**Work required:**
Could you print the lines below exactly, from the one holding "try to find the clock" through the last line, with no other output?

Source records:

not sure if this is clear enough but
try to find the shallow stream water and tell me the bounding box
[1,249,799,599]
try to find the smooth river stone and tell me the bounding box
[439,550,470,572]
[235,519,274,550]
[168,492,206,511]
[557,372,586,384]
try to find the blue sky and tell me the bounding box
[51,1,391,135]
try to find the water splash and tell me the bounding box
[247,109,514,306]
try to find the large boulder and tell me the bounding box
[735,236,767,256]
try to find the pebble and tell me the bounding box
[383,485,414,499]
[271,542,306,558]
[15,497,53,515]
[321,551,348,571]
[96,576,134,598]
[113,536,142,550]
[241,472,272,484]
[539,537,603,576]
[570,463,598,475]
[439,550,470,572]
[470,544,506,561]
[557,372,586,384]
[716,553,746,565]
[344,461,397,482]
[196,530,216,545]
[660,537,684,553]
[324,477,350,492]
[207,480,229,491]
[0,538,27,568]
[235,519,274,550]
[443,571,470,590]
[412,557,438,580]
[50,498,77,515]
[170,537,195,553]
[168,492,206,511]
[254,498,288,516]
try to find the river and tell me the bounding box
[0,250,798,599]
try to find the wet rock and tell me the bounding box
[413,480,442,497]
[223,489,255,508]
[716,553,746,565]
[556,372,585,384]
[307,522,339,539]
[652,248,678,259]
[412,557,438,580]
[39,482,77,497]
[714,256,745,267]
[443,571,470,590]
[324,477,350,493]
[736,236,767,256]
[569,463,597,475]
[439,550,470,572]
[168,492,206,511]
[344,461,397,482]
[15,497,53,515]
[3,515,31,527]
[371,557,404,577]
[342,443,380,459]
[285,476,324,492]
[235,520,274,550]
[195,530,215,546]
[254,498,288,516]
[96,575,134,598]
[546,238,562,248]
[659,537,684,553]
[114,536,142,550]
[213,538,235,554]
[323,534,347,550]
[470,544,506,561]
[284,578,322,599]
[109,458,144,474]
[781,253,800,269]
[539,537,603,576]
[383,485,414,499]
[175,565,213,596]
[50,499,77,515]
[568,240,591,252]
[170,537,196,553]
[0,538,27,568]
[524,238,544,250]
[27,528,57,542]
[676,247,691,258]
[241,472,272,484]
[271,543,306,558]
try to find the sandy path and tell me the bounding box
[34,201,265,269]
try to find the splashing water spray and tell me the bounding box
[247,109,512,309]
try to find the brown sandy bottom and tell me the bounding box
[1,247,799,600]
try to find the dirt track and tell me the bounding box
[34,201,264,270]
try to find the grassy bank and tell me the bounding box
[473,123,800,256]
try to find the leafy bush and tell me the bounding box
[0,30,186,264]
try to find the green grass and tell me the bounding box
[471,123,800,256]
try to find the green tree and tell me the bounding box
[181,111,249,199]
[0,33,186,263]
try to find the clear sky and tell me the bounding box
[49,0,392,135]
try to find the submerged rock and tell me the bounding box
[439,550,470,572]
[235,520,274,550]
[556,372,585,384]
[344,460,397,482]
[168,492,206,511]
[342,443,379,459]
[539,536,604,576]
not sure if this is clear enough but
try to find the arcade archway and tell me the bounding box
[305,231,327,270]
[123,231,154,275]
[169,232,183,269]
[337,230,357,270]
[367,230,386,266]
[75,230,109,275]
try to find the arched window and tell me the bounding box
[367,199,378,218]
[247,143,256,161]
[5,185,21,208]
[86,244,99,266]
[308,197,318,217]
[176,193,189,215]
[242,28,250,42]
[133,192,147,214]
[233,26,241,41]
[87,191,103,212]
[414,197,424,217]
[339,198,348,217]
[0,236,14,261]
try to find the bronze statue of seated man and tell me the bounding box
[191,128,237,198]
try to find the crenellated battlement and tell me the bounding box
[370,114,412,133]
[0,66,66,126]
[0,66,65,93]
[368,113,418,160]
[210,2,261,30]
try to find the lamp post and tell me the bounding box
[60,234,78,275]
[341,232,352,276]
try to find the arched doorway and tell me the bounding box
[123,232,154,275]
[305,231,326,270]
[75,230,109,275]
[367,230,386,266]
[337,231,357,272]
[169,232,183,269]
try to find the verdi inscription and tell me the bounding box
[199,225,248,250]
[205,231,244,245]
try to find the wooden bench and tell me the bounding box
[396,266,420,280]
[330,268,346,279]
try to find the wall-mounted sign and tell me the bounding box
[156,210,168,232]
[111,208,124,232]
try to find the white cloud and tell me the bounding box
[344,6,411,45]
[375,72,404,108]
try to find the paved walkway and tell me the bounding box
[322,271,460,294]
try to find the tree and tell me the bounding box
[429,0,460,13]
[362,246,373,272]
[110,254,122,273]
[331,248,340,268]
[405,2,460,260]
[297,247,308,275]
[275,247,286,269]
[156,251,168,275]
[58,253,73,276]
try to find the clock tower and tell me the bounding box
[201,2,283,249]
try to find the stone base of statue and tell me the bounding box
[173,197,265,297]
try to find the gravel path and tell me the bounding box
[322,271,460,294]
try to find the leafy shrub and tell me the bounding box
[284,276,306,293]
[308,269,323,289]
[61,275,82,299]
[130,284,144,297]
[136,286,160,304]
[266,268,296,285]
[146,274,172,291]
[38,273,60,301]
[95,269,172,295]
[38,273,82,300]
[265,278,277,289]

**Answer space:**
try to find the clock tower and tell me the bounding box
[201,2,283,249]
try to find the stone base of statue and tell me the bounding box
[173,197,265,297]
try to find the gravel path and tell me the bounding box
[322,271,460,294]
try to find the leafy shrub and tell me the bounding box
[284,276,306,293]
[308,269,323,289]
[61,275,82,299]
[130,284,144,297]
[136,286,160,304]
[266,268,296,285]
[146,274,172,291]
[38,273,60,301]
[95,269,172,295]
[38,273,82,300]
[265,278,277,289]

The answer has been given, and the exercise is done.